(Input material):
# # # #
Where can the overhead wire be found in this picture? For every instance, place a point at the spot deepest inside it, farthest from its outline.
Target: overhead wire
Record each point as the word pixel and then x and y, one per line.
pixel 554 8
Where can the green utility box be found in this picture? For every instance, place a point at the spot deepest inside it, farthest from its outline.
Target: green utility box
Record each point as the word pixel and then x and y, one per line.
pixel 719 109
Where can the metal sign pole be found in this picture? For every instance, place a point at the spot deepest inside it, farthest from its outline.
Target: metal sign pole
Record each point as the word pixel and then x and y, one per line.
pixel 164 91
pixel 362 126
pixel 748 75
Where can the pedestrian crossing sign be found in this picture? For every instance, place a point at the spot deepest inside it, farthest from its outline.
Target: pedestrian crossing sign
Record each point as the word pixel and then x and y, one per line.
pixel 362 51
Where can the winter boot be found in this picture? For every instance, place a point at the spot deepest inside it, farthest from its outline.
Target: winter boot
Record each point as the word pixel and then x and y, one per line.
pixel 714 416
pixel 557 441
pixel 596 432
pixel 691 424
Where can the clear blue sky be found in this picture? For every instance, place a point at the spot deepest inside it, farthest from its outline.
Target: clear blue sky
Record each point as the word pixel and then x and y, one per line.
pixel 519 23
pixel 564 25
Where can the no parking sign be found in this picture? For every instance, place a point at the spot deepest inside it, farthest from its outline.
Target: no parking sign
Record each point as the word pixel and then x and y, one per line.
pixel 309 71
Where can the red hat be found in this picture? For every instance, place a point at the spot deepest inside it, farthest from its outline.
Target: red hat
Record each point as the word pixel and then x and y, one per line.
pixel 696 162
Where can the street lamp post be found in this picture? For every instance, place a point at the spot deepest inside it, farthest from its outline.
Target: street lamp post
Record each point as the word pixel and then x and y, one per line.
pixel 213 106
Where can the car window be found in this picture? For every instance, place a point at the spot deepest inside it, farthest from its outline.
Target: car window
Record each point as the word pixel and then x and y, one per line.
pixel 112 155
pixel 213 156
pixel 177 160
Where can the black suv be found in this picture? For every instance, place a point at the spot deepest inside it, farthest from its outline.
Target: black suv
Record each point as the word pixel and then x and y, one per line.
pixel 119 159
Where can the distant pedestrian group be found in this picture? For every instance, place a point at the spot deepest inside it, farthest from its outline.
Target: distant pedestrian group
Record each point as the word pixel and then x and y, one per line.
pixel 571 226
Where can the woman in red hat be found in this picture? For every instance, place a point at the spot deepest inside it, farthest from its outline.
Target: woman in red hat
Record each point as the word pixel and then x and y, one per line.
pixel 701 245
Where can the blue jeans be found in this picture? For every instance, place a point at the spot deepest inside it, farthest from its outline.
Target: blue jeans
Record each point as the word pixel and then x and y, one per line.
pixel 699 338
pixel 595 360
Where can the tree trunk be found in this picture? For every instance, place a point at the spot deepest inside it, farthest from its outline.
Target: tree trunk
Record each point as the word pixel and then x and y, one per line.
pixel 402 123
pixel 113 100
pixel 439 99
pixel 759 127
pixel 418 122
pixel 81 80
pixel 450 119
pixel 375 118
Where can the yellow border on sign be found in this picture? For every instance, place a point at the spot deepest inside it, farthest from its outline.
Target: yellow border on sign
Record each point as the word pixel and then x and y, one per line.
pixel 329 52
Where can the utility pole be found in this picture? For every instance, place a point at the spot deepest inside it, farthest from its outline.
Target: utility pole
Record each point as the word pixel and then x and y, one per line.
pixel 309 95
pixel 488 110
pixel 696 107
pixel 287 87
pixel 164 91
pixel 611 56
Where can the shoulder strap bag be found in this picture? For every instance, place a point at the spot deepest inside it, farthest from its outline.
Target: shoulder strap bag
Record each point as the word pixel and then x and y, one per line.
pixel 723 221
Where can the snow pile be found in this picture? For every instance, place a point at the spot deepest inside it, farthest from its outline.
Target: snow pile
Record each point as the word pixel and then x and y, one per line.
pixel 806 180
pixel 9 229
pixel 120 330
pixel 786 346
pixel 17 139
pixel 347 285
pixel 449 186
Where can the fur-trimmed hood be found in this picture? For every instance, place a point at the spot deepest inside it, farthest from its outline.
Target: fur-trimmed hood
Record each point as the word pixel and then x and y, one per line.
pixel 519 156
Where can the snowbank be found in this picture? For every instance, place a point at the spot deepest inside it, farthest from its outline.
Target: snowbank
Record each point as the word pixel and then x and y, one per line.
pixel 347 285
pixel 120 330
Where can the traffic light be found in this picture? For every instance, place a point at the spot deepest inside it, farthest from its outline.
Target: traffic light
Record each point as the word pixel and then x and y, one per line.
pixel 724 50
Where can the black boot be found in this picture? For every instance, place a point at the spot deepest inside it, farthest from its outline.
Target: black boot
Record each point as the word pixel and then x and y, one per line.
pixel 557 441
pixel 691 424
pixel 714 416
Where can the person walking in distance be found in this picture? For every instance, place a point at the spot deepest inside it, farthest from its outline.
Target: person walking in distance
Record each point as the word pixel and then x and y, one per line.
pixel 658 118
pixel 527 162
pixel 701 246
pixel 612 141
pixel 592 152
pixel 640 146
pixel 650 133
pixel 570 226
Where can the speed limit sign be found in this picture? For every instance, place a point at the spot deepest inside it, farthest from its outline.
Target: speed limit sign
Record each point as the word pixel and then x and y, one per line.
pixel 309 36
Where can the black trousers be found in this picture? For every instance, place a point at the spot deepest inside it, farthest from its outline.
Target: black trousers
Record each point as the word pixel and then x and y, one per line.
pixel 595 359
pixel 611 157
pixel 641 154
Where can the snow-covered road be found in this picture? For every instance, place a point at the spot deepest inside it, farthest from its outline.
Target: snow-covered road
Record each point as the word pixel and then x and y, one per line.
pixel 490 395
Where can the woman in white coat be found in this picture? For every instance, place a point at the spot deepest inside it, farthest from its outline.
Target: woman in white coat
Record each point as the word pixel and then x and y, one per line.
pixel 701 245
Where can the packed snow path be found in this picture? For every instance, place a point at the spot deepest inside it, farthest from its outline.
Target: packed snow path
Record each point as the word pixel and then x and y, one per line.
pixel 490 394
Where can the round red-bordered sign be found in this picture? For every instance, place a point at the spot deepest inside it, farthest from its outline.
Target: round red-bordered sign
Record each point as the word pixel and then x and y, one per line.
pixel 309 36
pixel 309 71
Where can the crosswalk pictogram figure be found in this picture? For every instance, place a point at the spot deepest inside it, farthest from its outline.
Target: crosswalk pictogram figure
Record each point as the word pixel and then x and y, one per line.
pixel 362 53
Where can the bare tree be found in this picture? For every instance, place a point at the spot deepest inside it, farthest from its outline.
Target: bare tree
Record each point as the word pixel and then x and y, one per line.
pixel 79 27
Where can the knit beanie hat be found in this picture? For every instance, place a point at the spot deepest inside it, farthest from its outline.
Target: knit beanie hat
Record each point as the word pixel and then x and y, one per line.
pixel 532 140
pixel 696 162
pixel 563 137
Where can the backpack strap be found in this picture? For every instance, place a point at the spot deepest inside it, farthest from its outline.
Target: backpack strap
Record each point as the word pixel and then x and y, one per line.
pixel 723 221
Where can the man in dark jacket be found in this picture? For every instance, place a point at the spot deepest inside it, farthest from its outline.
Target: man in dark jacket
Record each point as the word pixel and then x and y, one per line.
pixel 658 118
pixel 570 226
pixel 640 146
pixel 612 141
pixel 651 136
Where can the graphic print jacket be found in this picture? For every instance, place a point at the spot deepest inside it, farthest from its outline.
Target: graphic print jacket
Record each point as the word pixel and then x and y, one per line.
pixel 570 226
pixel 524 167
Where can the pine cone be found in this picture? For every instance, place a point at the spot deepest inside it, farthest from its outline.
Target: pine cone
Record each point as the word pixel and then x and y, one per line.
# # # #
(Exercise brief): Write out each entry above exactly as it is written.

(Exercise result):
Where can the overhead wire be found in this picture? For every instance, place a point at the spot deepest inside it, farthest from its outline.
Target: overhead wire
Record each point as the word pixel and then x and y, one per line.
pixel 554 8
Where can the green utility box be found in this picture? For every instance, place a point at the spot deepest inside it, farthest from its outline.
Target: green utility box
Record each point as the word pixel and then x and y, one per line.
pixel 719 109
Where can the metal sign pole be found in this picture? For every instance, place a point at the spot deepest inside it, farthest from its outline.
Target: metal sign pole
Record each point as the word pixel and then x and y, one per line.
pixel 164 91
pixel 362 126
pixel 748 75
Where can the pedestrian crossing sign be found in this picture? For every instance, place a point at the spot deepest inside it, farthest from its outline.
Target: pedestrian crossing sign
Record each point as the word pixel and then x and y, one per line.
pixel 362 51
Where can the winter boot be found in this picture? For every instance, place a point at the spot deepest inside it, farthest from its outline.
Target: winter boot
Record each point as the word pixel and then x and y, one per line.
pixel 714 416
pixel 557 441
pixel 596 432
pixel 691 424
Where can the clear blue sky be found in this picture? For every instance, place a point at the spot deepest inside it, farthest from its outline.
Target: clear blue sky
Record each point as the word pixel and then x and y, one per line.
pixel 519 23
pixel 564 25
Where can the no parking sign be found in this picture? For every instance, place a point at the spot deepest inside it, farthest from its outline.
Target: no parking sign
Record each point as the word pixel and then x and y, one per line.
pixel 309 71
Where can the red hat be found in this picture? For every instance, place a point at the spot deepest inside it, farthest from its outline.
Target: red hat
Record each point as the word pixel and then x and y, one per line.
pixel 696 162
Where can the street lamp post be found in this picture? For every instance, place a point at the spot deepest inside it, farthest from its outline.
Target: street lamp post
Record each point as the word pixel and then x and y, one per line.
pixel 213 106
Where can the car window be found in this picture? For every instance, place a point at the spot deepest inside it, farthest from its outline.
Target: car window
Record each point as the word pixel and then x and y, one per line.
pixel 112 155
pixel 213 156
pixel 177 160
Where can the black suv be found in this picture? For every instance, place a point at the spot deepest inside it, farthest from its outline.
Target: black suv
Record each point as the word pixel and then x and y, one per line.
pixel 119 159
Where can the distant pedestrian group be found in this picture? For every instance, place a point at the spot deepest inside it, farthest from its outline.
Target: distant pedestrian group
Record each point as the word pixel and then x and y, one per line.
pixel 571 226
Where can the woman in red hat be found in this picture? For every instance, place a point at the spot deepest inside it, farthest from its outline.
Target: woman in red hat
Record each point as the word pixel and then x and y, one per line.
pixel 701 245
Where can the blue jeans be found in this picture? For every instance, place a point at the spot deepest inside it, farthest from its outline.
Target: blue jeans
Record each point as the word pixel and then x and y, one per line.
pixel 699 338
pixel 595 360
Where can the tree trunk be found in this picture? For every instance, place a point at the spot deepest inside it, farthest from its outline.
Target: tree trunk
Record each point as the word pixel and then x and y, one per line.
pixel 402 123
pixel 113 100
pixel 439 99
pixel 759 127
pixel 418 122
pixel 81 80
pixel 450 119
pixel 375 118
Where can the yellow border on sign be found in this picture? For every instance, place a point at the spot deepest inside it, farthest from its outline.
Target: yellow border on sign
Record each point as the word pixel and then x and y, one per line.
pixel 329 52
Where can the utility pole be found in this picture? For every instance, place a point at the spot deepest inside it, farthest from its outline.
Target: utility pole
Record each point as the word pixel and then x and y, one per line.
pixel 309 95
pixel 488 110
pixel 696 107
pixel 287 87
pixel 164 91
pixel 611 56
Where can the shoulder strap bag be found in this picture? For every instance, place a point at the spot deepest inside it, farthest from its outline.
Target: shoulder strap bag
Record each point as the word pixel and then x and y, one per line.
pixel 723 221
Where can the snow pile be found in this picture? For every instance, place a point at the spot deepest inside it, farthest from its outline.
Target: snow pile
Record each point as the word pixel and then x and y, one per line.
pixel 806 180
pixel 9 229
pixel 120 330
pixel 786 346
pixel 17 139
pixel 347 285
pixel 449 186
Where can the fur-trimmed hood be found in this picture? For every instance, place a point at the spot deepest inside it, farthest from its outline.
Target: fur-trimmed hood
Record each point as the word pixel and then x and y, one per line.
pixel 519 156
Where can the snowbank be found in this picture? For every instance, place a point at the spot deepest inside it, farthest from its outline.
Target: snowbank
Record each point as the word pixel and then x and y, one per line.
pixel 347 285
pixel 120 330
Where can the traffic light be found in this picture? For every instance, place a point at the spot deepest inside it, farthest from its outline.
Target: traffic light
Record each point as the word pixel and then x and y, one per line.
pixel 724 50
Where can the black boot be found in this picture? For every instance, place a point at the spot deepest inside it, farthest from its outline.
Target: black boot
Record each point as the word pixel and then x and y, one per line.
pixel 557 441
pixel 691 424
pixel 714 416
Where can the person walking in distance be found in this picture? For every instance, place a point at the spot deepest inside it, farthest from its outline.
Target: person walking in distance
Record each point as the word pixel and then x and y, one per line.
pixel 658 118
pixel 527 162
pixel 701 246
pixel 612 141
pixel 592 152
pixel 640 146
pixel 650 133
pixel 570 226
Where can the speed limit sign be found in this picture? For every instance, place a point at the spot deepest inside it, farthest from its outline.
Target: speed limit sign
Record each point as the word pixel and then x and y, one per line.
pixel 309 36
Where can the black trousers be found in this picture? For every instance, place a point at the spot deepest inside it, farthest from its outline.
Target: black trousers
Record each point as the word pixel and then x and y, one per line.
pixel 595 359
pixel 611 157
pixel 641 154
Where can the snow-covered road be found in this picture? For every instance, place a point at the spot deepest inside it, farthest from its outline.
Target: snow-covered road
Record each point as the word pixel and then x and y, one per line.
pixel 490 395
Where can the woman in white coat be found in this picture? For every instance, place a point at the spot deepest inside it, farthest from its outline.
Target: woman in white coat
Record each point as the word pixel and then x and y, one per line.
pixel 701 245
Where can the packed snow path be found in this picture? For every instance, place a point at the spot deepest inside it, farthest from its outline.
Target: packed snow path
Record each point as the word pixel and then x and y, one per line.
pixel 490 394
Where can the round red-bordered sign be found in this picture? For every instance, place a point at the spot deepest inside it, farthest from its outline.
Target: round red-bordered sign
Record each point as the word pixel and then x and y, one per line.
pixel 309 36
pixel 309 71
Where can the crosswalk pictogram figure be found in this picture? For every instance, place a point at the spot deepest inside it, farthest from its outline.
Target: crosswalk pictogram figure
Record each point as the word pixel and then x and y, one per line.
pixel 362 53
Where can the bare tree be found in this picture? For every instance, place a point at the spot deepest inside it, farthest from its outline.
Target: bare tree
Record each point as the word pixel and then x and y, one per line.
pixel 79 27
Where can the knit beanie hat be found in this picture? For every instance, place a point at the spot deepest inside it, farthest from its outline.
Target: knit beanie hat
Record each point as the word pixel and then x and y, one per line.
pixel 532 140
pixel 696 162
pixel 563 137
Where can the backpack strap be found in this picture? For every instance, place a point at the spot deepest inside it, farthest from its outline.
Target: backpack strap
Record each point as the word pixel and then x and y, one per line.
pixel 723 221
Where can the man in dark jacket be found in this picture? For every instance, place a point at the spot deepest inside it, farthest from its outline.
Target: man in dark jacket
Record each point as the word pixel and then x and y, one per line.
pixel 658 118
pixel 570 226
pixel 640 146
pixel 612 141
pixel 651 136
Where can the graphic print jacket be found in this picture? For every instance, place a point at the spot deepest inside it, farthest from its outline.
Target: graphic print jacket
Record each point as the word pixel and then x and y, one per line.
pixel 570 226
pixel 524 167
Where can the pine cone be found in this picture? For every instance, place a point at the spot deepest inside it, farthest from its outline.
Target: pine cone
Record each point as the word pixel and then x and y, one per line.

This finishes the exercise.